WHAT YOU SHOULD DO: Extract each line in the records below that contains the string "massage". Matching is case-sensitive.

Start of MATERIAL FOR THIS EXERCISE

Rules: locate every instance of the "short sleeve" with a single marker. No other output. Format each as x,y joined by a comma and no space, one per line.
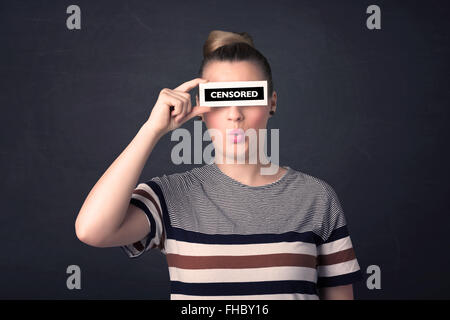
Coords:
337,264
147,196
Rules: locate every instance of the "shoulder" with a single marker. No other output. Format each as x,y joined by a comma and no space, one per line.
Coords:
180,181
312,185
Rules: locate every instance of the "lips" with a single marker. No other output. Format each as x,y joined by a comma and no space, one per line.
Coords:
236,135
236,131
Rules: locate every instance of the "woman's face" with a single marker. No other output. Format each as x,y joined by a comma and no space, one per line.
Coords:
236,117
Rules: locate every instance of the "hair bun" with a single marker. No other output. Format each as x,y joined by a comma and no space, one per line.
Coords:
219,38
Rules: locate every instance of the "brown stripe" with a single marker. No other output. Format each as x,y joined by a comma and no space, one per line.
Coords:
146,195
237,262
337,257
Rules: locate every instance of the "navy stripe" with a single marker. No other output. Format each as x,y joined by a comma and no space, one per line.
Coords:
144,208
340,280
197,237
243,288
337,234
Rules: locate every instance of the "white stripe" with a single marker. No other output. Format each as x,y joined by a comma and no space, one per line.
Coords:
335,246
289,296
338,268
200,249
243,275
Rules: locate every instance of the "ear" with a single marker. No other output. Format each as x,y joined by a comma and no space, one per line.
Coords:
273,101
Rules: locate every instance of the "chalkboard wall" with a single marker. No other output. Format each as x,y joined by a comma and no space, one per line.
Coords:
364,109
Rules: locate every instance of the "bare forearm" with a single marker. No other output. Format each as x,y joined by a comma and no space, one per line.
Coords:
336,293
105,207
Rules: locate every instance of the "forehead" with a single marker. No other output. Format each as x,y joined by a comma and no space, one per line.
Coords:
232,71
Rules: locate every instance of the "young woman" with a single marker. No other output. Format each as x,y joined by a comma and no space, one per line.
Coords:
228,231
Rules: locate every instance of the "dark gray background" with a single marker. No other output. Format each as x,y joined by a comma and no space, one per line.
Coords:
364,110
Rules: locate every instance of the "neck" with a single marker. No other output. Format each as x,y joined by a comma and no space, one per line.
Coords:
252,174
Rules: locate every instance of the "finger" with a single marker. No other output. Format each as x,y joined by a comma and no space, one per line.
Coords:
175,102
189,85
186,98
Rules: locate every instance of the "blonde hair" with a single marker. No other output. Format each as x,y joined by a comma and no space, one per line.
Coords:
234,46
218,38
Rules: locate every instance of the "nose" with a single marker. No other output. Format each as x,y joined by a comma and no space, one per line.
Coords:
234,113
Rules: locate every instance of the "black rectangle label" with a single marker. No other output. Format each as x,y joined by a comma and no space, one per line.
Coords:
231,94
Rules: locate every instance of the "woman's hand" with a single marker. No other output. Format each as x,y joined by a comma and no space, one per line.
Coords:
173,107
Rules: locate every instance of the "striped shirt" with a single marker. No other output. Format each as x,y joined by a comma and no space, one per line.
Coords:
226,240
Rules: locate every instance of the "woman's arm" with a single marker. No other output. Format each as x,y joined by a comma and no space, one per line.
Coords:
107,204
336,293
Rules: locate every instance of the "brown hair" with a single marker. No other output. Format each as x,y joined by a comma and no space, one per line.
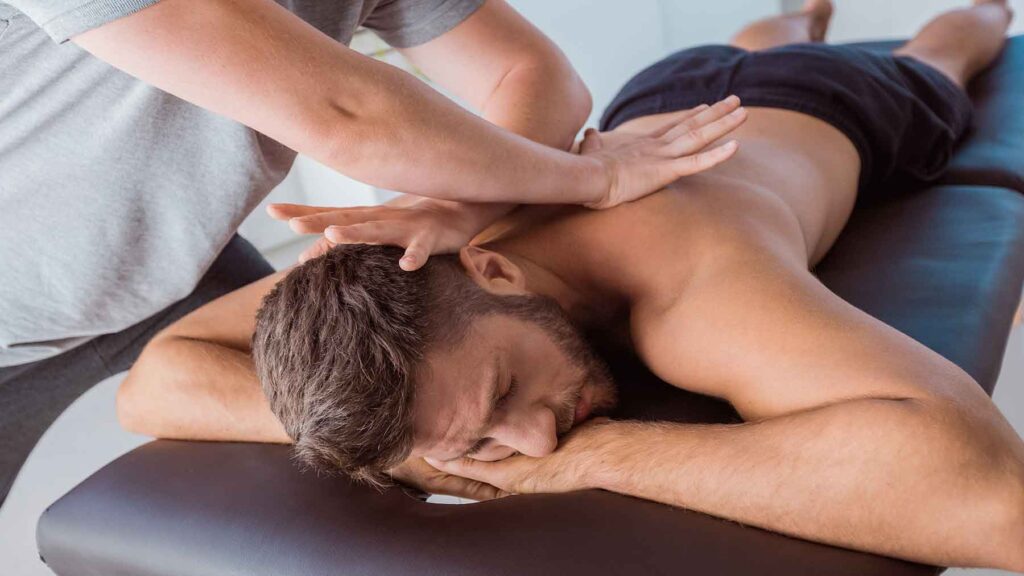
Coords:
338,342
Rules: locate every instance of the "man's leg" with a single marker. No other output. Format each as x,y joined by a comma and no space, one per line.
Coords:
32,396
809,25
962,43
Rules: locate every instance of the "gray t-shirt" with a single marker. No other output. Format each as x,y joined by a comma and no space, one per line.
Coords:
116,197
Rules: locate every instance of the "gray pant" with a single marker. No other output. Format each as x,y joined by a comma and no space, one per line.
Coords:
32,396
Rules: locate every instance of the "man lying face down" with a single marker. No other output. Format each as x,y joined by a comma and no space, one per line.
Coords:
474,369
458,359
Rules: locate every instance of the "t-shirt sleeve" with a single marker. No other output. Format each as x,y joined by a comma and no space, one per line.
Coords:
410,23
64,18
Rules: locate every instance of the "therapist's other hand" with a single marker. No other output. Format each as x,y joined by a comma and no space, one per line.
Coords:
639,163
423,227
420,475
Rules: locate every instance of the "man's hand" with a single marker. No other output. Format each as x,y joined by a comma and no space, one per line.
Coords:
571,466
423,227
638,164
420,475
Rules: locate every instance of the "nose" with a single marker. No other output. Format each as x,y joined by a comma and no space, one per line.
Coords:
534,434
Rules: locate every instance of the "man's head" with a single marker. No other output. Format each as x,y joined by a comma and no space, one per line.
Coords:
367,365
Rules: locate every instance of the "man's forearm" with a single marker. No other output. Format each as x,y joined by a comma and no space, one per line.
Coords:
192,389
364,118
883,476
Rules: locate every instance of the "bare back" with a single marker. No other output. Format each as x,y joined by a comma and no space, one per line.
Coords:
713,277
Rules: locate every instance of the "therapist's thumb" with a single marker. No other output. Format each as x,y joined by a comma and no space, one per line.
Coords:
591,141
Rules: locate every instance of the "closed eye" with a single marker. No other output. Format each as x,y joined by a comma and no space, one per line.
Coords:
482,443
513,387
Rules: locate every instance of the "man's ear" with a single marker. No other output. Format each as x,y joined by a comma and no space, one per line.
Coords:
493,272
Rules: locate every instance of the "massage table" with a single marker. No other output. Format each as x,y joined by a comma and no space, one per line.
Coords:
944,265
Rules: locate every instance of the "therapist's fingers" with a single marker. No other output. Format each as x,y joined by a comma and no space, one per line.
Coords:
285,211
386,233
694,163
317,249
674,119
316,223
418,251
691,141
591,141
711,114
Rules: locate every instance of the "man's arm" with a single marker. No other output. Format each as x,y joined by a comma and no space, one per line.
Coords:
195,380
258,64
855,435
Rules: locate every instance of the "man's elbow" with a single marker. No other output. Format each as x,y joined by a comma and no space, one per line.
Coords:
988,458
1012,504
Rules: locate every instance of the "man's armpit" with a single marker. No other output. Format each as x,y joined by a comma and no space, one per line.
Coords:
773,340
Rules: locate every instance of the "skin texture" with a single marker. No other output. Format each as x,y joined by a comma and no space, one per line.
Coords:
854,434
359,116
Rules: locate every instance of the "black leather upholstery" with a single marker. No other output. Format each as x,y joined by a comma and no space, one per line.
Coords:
945,265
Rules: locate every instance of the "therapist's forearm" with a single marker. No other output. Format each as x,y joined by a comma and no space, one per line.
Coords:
546,103
260,65
890,477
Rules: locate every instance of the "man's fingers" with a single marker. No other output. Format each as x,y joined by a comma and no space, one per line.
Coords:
692,164
465,467
463,488
695,140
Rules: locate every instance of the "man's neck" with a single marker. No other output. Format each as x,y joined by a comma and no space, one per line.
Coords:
587,303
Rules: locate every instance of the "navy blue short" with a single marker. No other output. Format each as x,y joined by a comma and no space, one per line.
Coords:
903,116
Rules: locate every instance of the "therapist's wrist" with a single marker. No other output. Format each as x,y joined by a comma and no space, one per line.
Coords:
592,180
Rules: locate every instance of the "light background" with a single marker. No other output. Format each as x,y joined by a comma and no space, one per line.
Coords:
607,41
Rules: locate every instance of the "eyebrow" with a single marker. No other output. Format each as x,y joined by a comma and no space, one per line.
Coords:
493,394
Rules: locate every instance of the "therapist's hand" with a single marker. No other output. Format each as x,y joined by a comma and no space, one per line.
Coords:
422,225
638,163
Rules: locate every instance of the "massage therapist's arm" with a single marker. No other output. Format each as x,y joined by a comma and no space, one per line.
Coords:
195,380
256,63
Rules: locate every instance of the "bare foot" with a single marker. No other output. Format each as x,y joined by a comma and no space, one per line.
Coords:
820,12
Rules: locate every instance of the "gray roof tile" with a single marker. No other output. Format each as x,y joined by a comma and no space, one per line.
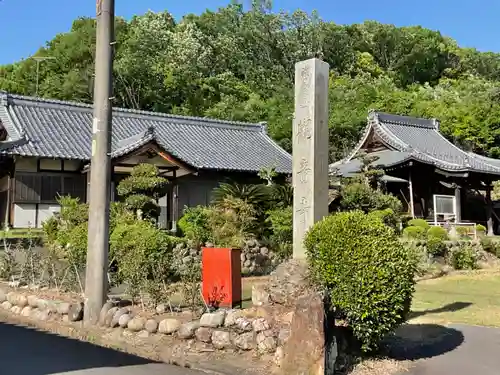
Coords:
63,130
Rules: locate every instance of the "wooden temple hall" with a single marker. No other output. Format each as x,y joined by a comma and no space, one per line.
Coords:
434,179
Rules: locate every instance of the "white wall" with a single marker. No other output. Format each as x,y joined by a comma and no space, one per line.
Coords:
45,211
24,215
26,164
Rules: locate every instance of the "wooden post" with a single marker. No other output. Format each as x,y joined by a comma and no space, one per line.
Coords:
458,205
489,210
410,187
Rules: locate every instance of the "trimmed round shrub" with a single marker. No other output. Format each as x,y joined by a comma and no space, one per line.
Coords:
388,217
463,257
366,271
463,231
419,223
414,233
437,232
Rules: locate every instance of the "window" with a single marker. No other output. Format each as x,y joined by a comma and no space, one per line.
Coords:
444,208
39,187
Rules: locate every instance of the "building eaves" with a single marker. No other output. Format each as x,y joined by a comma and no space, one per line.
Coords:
60,129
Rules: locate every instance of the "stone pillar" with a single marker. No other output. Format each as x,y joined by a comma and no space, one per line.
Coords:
310,149
458,203
489,211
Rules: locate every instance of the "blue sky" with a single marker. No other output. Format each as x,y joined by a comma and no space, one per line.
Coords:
28,24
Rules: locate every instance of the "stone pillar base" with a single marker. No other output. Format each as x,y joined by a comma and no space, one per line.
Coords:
303,353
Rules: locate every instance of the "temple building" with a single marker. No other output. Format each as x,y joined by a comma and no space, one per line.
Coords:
435,179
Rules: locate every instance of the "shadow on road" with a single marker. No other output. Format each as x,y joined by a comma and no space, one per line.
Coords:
25,351
451,307
418,341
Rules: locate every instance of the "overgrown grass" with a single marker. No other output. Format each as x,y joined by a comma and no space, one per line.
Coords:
21,233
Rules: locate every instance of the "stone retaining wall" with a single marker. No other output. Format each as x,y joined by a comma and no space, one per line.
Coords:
257,330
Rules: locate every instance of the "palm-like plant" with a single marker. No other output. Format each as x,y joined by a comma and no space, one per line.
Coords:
257,195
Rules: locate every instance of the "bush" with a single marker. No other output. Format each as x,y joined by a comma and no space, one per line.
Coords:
437,232
360,196
281,223
231,221
194,224
388,217
463,257
143,253
491,246
414,233
257,195
435,241
436,246
421,223
463,231
368,274
142,189
480,229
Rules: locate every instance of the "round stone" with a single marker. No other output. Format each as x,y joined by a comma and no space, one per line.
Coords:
169,326
151,326
136,324
124,320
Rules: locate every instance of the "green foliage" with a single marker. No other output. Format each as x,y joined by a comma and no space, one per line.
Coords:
490,245
350,247
463,231
437,232
231,221
194,224
73,212
142,189
361,196
463,257
416,233
419,223
237,63
255,195
388,217
143,253
281,224
436,246
435,241
66,233
281,195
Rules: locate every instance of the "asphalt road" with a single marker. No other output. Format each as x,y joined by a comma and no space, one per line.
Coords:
25,351
466,350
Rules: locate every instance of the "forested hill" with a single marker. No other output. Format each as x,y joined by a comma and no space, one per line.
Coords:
238,64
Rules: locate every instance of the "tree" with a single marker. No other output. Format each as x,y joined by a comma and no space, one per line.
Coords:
238,64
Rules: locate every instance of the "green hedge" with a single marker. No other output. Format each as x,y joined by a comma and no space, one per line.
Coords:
367,272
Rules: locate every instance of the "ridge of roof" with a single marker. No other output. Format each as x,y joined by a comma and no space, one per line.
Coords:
9,99
133,142
407,120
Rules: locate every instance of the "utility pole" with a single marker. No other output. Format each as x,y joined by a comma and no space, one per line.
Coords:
38,60
100,167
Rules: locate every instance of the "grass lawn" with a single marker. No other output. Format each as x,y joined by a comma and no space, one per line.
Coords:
470,298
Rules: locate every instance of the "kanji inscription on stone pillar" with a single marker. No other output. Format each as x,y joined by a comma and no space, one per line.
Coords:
310,149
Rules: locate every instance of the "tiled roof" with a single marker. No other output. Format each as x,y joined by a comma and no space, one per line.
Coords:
59,129
420,139
385,158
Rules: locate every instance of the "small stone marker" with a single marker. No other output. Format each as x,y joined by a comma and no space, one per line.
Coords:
310,149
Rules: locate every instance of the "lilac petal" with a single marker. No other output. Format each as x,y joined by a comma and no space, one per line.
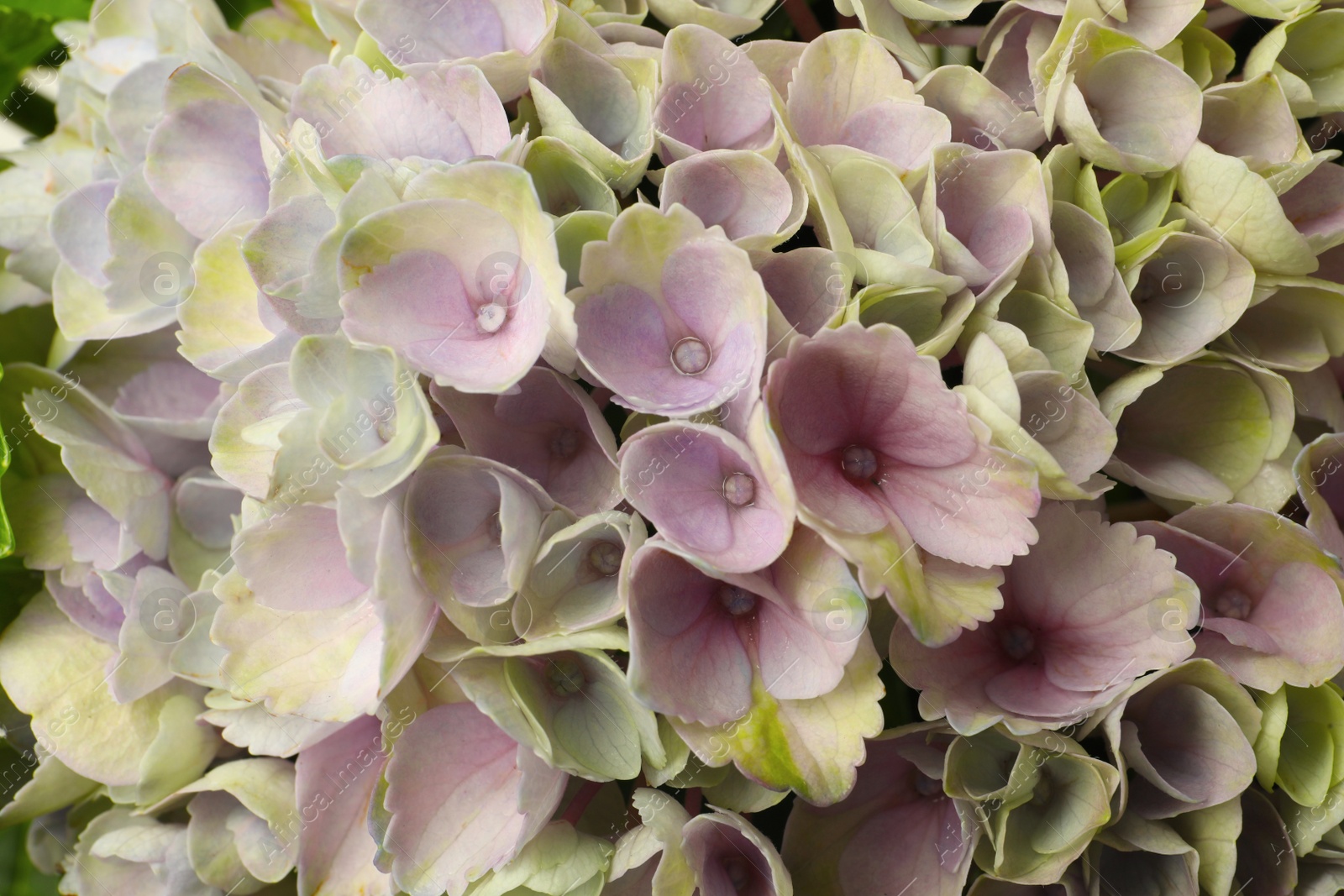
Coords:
1250,118
338,775
895,825
80,228
172,398
869,394
806,285
685,654
92,606
739,191
501,38
205,159
994,208
450,114
655,322
474,528
423,293
711,97
296,560
1132,110
730,857
549,430
981,114
1316,207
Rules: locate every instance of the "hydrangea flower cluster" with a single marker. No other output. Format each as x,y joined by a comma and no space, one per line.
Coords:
528,448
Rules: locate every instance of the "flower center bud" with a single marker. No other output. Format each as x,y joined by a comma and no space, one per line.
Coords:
564,443
927,786
690,356
739,490
1043,790
605,558
490,317
1016,641
737,600
738,872
1233,605
859,463
564,676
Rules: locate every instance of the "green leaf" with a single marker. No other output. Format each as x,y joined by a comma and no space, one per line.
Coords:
811,746
26,332
26,39
239,9
54,9
18,876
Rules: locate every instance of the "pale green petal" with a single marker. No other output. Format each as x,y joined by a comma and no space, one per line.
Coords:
811,746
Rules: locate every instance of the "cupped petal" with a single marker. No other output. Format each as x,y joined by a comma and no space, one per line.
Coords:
655,322
450,114
550,430
205,159
709,495
483,799
687,658
711,97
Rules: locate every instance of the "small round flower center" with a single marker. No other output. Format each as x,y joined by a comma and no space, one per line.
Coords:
927,786
738,490
738,872
1233,605
859,463
564,676
605,558
564,443
737,600
690,356
490,317
1016,641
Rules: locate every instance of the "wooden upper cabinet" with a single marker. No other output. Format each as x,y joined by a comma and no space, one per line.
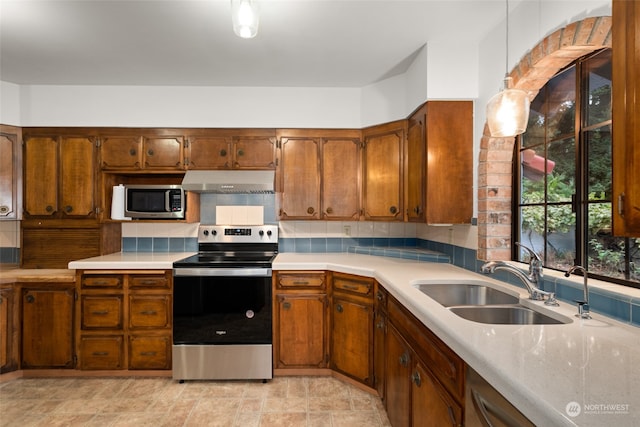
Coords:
231,149
163,152
340,177
383,171
137,152
449,162
10,172
60,177
415,166
626,117
299,177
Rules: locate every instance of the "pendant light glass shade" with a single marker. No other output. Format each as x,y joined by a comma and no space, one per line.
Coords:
508,111
244,14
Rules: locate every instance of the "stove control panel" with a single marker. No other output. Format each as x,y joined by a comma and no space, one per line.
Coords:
238,234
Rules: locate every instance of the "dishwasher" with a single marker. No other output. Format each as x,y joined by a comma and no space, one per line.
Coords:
486,407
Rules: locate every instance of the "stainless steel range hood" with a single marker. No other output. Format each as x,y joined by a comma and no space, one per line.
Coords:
239,182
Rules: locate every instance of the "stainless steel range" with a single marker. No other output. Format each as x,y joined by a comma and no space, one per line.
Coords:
222,305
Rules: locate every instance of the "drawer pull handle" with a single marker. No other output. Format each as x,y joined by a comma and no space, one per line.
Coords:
416,379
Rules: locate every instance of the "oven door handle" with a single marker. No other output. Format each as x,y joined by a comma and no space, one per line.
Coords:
222,272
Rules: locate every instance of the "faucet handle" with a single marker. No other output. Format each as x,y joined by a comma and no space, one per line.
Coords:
532,254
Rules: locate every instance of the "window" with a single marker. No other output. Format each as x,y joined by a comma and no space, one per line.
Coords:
562,178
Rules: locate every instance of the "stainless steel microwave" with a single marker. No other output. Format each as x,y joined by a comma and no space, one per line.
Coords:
154,201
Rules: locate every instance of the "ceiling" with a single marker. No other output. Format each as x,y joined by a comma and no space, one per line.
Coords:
308,43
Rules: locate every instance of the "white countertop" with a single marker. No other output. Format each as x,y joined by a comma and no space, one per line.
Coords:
541,369
130,260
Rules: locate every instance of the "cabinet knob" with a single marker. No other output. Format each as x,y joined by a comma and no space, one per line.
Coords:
416,378
404,359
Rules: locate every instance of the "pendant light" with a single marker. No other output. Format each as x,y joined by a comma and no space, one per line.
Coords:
508,111
244,15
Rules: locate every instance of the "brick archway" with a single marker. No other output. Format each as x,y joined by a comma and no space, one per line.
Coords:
496,154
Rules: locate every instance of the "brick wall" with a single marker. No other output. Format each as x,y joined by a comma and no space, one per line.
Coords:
496,154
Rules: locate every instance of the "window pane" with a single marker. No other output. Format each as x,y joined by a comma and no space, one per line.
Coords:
532,228
561,104
598,102
599,164
561,170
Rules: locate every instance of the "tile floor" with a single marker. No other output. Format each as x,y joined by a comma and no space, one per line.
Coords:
284,401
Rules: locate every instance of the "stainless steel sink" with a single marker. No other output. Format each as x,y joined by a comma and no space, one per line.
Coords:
504,315
455,294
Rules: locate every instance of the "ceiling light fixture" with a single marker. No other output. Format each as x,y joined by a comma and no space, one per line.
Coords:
244,14
508,110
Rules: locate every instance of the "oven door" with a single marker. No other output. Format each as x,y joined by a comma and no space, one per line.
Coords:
225,306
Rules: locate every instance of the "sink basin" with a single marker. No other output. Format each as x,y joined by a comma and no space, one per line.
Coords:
455,294
504,315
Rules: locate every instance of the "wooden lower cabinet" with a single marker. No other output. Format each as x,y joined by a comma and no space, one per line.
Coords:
352,327
47,325
125,319
300,320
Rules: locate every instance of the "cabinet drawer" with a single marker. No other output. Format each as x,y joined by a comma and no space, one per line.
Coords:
362,286
101,352
149,352
302,280
112,281
150,281
102,312
444,363
149,311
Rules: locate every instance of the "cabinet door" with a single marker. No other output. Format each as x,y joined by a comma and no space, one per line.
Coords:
41,176
78,177
415,166
47,328
383,184
300,178
10,173
163,152
340,179
397,379
300,325
626,117
121,153
352,339
431,405
209,152
254,152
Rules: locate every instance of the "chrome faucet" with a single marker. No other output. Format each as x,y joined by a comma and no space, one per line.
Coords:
583,306
532,282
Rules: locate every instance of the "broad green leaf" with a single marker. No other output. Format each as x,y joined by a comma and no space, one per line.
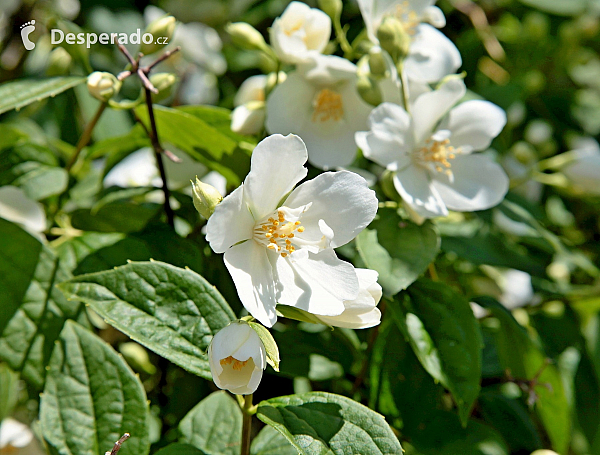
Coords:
214,425
509,417
271,442
201,141
20,93
320,423
525,360
269,343
92,398
446,338
559,7
173,312
179,449
398,249
32,310
158,241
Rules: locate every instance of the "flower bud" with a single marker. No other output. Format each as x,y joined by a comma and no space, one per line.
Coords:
393,38
103,86
206,198
237,358
369,90
162,31
164,83
333,8
246,36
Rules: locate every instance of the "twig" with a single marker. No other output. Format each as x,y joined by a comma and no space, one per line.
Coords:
117,445
86,135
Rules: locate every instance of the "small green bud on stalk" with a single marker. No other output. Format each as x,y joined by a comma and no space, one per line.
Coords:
164,83
246,37
377,64
206,198
369,90
103,86
393,38
162,31
333,8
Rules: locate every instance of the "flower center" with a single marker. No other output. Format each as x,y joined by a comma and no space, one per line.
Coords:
327,105
407,17
237,364
276,232
437,154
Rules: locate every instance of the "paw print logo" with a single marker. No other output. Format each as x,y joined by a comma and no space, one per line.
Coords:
26,30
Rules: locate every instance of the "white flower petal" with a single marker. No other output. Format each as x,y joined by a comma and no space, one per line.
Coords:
479,183
15,206
231,222
251,271
431,55
474,124
414,186
341,199
429,108
307,295
390,138
332,274
277,166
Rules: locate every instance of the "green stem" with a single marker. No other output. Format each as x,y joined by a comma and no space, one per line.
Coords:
246,424
86,135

End of MATERIAL FOR THIS EXERCISE

THE REPLY:
Rules: locate every instance of the "massage table" with a single marker. No other output. Format each as x,y joined by a comma and no space, one per line.
Rules: locate every instance of the "massage therapist's arm" with a single marker. No other output. Format each as x,y joined by a comma and no space, one per line.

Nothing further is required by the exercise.